----- DADOS A UTILIZAR -----

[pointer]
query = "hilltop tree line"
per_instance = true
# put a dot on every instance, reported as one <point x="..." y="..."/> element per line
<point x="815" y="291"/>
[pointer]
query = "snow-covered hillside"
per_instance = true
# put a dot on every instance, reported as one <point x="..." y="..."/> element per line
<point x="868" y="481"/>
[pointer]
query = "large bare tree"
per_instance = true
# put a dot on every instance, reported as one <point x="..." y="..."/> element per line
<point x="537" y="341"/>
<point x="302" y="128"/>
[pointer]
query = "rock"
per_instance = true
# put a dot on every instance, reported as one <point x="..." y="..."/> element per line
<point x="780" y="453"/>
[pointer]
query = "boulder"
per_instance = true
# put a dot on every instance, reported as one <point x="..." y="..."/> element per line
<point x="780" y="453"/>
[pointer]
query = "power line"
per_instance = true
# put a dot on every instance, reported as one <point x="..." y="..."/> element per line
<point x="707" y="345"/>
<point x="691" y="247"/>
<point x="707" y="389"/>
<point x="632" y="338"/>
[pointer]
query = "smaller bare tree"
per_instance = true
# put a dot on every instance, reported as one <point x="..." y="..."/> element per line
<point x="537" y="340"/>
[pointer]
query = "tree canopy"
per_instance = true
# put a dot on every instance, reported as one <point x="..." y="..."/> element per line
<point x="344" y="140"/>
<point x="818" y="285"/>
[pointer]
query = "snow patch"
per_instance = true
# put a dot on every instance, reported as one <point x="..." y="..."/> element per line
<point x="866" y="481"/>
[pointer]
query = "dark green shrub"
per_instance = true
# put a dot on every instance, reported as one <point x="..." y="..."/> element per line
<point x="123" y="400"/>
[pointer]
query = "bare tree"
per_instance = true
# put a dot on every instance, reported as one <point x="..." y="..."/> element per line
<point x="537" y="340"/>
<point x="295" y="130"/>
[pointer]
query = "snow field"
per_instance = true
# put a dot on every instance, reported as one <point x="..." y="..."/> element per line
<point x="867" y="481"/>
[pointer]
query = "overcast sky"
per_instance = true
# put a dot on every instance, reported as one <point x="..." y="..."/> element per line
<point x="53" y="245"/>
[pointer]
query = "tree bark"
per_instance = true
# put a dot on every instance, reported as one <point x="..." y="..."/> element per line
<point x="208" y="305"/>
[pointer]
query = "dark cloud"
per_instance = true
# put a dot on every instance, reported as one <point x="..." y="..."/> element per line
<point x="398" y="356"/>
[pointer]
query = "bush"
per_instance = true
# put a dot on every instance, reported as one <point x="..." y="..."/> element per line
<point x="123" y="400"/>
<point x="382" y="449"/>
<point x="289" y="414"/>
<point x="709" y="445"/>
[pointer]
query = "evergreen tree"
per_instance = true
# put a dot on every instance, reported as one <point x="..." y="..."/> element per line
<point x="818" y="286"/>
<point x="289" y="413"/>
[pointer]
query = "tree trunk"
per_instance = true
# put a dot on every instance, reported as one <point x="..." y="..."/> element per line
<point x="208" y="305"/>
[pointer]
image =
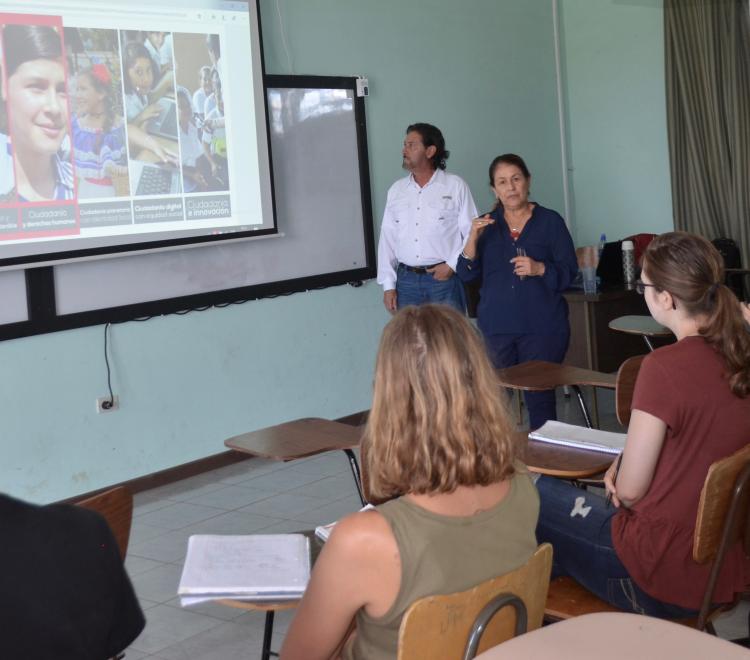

-----

TAREFA PROPOSTA » Quais linhas dos registros acima contêm a palavra "dark"? Separe-as e copie cada uma delas.

RESPOSTA ESPERADA »
query = "dark green shrub"
query = "dark cloud"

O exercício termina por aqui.